INSTRUCTIONS TO FOLLOW — All of the data is to be restated word for word.

SUPPLIED RECORDS —
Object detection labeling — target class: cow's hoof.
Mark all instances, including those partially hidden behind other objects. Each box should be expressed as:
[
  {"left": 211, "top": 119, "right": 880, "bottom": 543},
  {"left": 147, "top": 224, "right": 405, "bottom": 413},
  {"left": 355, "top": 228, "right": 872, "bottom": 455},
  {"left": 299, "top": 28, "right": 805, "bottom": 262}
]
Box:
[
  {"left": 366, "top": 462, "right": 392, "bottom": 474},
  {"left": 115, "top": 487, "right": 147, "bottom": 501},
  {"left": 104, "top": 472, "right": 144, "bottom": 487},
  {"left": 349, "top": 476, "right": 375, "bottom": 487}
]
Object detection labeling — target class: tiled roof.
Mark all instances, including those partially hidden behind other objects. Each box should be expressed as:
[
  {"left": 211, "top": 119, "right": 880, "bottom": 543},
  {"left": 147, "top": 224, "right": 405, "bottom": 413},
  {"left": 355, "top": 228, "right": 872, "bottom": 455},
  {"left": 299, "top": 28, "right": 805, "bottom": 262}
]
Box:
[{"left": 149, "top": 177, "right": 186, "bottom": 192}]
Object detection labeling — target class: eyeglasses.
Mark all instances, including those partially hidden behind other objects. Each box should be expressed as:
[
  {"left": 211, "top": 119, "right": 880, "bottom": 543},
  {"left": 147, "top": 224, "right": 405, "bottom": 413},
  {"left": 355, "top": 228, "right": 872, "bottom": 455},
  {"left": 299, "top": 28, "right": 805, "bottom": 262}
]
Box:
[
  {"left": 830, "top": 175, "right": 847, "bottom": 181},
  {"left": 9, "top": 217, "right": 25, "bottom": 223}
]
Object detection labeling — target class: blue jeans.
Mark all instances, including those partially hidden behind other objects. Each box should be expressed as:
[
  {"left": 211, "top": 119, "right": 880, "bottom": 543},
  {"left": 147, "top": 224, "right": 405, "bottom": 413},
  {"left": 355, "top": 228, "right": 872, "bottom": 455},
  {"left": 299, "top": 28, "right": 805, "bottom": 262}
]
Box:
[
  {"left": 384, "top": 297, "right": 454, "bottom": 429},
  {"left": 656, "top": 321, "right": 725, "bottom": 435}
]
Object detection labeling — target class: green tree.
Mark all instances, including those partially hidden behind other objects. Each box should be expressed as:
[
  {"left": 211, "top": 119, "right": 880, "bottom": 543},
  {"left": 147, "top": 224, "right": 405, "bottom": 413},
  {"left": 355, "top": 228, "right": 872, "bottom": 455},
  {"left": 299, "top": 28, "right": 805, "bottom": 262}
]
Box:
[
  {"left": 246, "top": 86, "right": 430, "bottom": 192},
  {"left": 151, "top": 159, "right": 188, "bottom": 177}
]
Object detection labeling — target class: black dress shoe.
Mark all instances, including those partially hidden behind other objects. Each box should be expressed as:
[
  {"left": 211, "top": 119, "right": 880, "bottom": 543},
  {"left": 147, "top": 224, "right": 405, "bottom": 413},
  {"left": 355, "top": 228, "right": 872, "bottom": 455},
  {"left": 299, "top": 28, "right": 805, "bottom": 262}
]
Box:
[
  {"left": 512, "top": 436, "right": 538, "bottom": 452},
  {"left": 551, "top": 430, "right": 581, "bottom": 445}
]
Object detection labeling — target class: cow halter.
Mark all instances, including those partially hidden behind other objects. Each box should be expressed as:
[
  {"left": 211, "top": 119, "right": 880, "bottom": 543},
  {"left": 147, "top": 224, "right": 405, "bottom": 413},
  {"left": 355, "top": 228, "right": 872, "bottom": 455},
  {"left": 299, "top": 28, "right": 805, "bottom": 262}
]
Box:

ANSWER BELOW —
Object detection labeling — target class: cow's hoof.
Mark all instances, including those partially hidden behind other objects. Each box should be expressed as:
[
  {"left": 211, "top": 119, "right": 880, "bottom": 543},
  {"left": 147, "top": 224, "right": 405, "bottom": 413},
  {"left": 355, "top": 228, "right": 872, "bottom": 455},
  {"left": 299, "top": 28, "right": 805, "bottom": 262}
]
Box:
[
  {"left": 366, "top": 462, "right": 392, "bottom": 474},
  {"left": 115, "top": 487, "right": 147, "bottom": 501},
  {"left": 104, "top": 472, "right": 144, "bottom": 487},
  {"left": 349, "top": 476, "right": 375, "bottom": 487}
]
Object detection labeling — target class: tiled roof.
Mark all instances, including those partially hidden behind other objects. Each box should be expressed as:
[
  {"left": 211, "top": 119, "right": 880, "bottom": 543},
  {"left": 147, "top": 224, "right": 405, "bottom": 413},
  {"left": 355, "top": 228, "right": 872, "bottom": 455},
  {"left": 299, "top": 28, "right": 805, "bottom": 262}
]
Box:
[{"left": 149, "top": 177, "right": 186, "bottom": 192}]
Object detection labeling — target class: eyeglasses.
Mark all instances, including those partially hidden behind other objects. Each box should be expressed as:
[
  {"left": 211, "top": 119, "right": 880, "bottom": 543},
  {"left": 147, "top": 224, "right": 405, "bottom": 413},
  {"left": 355, "top": 228, "right": 872, "bottom": 455},
  {"left": 299, "top": 28, "right": 805, "bottom": 262}
]
Box:
[
  {"left": 830, "top": 175, "right": 847, "bottom": 181},
  {"left": 9, "top": 217, "right": 25, "bottom": 223}
]
Object detection labeling — target class: blue jeans.
Mark all instances, including those partially hidden behind other objects. Each box should be expressed as:
[
  {"left": 211, "top": 119, "right": 880, "bottom": 543},
  {"left": 147, "top": 224, "right": 405, "bottom": 413},
  {"left": 355, "top": 228, "right": 872, "bottom": 455},
  {"left": 299, "top": 28, "right": 805, "bottom": 262}
]
Box:
[
  {"left": 384, "top": 297, "right": 454, "bottom": 429},
  {"left": 656, "top": 321, "right": 725, "bottom": 435}
]
Object detection labeling — target class: green tree.
Mark all instances, including those partially hidden behind other objects. Each box should be expressed as:
[
  {"left": 211, "top": 119, "right": 880, "bottom": 543},
  {"left": 147, "top": 224, "right": 405, "bottom": 413},
  {"left": 355, "top": 228, "right": 872, "bottom": 455},
  {"left": 299, "top": 28, "right": 805, "bottom": 262}
]
Box:
[
  {"left": 246, "top": 86, "right": 430, "bottom": 192},
  {"left": 151, "top": 159, "right": 188, "bottom": 177}
]
Object detection labeling — target class: black dress shoe.
Mark all instances, including those partially hidden behind other objects. Each box should be expressed as:
[
  {"left": 211, "top": 119, "right": 880, "bottom": 543},
  {"left": 147, "top": 224, "right": 405, "bottom": 413},
  {"left": 355, "top": 228, "right": 872, "bottom": 455},
  {"left": 299, "top": 28, "right": 805, "bottom": 262}
]
Box:
[
  {"left": 512, "top": 436, "right": 538, "bottom": 452},
  {"left": 551, "top": 430, "right": 581, "bottom": 445}
]
Object detection labeling — target class: cow halter.
Mark all instances, including those partially hidden behind other objects. Each box should be expressed as:
[
  {"left": 211, "top": 119, "right": 880, "bottom": 543},
  {"left": 147, "top": 224, "right": 405, "bottom": 413},
  {"left": 355, "top": 228, "right": 872, "bottom": 455},
  {"left": 299, "top": 28, "right": 805, "bottom": 262}
]
Box:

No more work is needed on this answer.